Exercise description —
Can you write out the data again, starting with the line with "One point marks each instance of the woman's face." and going on through the last line of the data, keeping every request line and shifting each x and y coordinate up by 142?

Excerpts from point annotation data
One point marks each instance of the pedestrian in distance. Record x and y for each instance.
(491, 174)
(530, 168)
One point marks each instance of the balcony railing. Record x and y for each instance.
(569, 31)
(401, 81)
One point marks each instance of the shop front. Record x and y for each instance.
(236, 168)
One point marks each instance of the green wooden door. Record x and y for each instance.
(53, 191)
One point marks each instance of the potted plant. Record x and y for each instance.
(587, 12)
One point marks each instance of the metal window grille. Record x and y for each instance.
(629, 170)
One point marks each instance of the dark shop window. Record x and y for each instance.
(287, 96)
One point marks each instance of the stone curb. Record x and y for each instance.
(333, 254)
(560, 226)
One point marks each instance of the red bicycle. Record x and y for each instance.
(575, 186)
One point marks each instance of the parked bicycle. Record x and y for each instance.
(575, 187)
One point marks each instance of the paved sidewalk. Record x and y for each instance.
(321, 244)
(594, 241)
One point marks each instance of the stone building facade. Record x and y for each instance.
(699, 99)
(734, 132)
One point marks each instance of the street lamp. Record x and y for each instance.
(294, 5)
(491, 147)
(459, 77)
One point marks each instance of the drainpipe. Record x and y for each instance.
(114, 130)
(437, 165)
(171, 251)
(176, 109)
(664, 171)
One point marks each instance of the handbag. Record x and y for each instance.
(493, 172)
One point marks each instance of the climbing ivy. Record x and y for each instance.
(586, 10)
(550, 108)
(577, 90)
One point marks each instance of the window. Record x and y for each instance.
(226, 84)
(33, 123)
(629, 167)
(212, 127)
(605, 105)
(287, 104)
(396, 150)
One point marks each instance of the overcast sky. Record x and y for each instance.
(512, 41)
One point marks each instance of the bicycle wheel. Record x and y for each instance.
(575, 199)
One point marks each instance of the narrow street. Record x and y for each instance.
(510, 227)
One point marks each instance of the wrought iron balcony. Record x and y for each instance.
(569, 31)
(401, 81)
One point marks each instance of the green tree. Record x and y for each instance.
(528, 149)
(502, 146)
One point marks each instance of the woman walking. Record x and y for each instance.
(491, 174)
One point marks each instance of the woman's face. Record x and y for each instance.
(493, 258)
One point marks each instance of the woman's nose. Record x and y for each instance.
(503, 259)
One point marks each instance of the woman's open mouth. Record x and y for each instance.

Written solution —
One point marks each instance of the woman's face. Record x and y for each instance.
(635, 400)
One point marks each instance of the woman's nose. Record x and y for each instance.
(645, 401)
One point marks each instance of the woman's open mouth. Record x and y for each instance.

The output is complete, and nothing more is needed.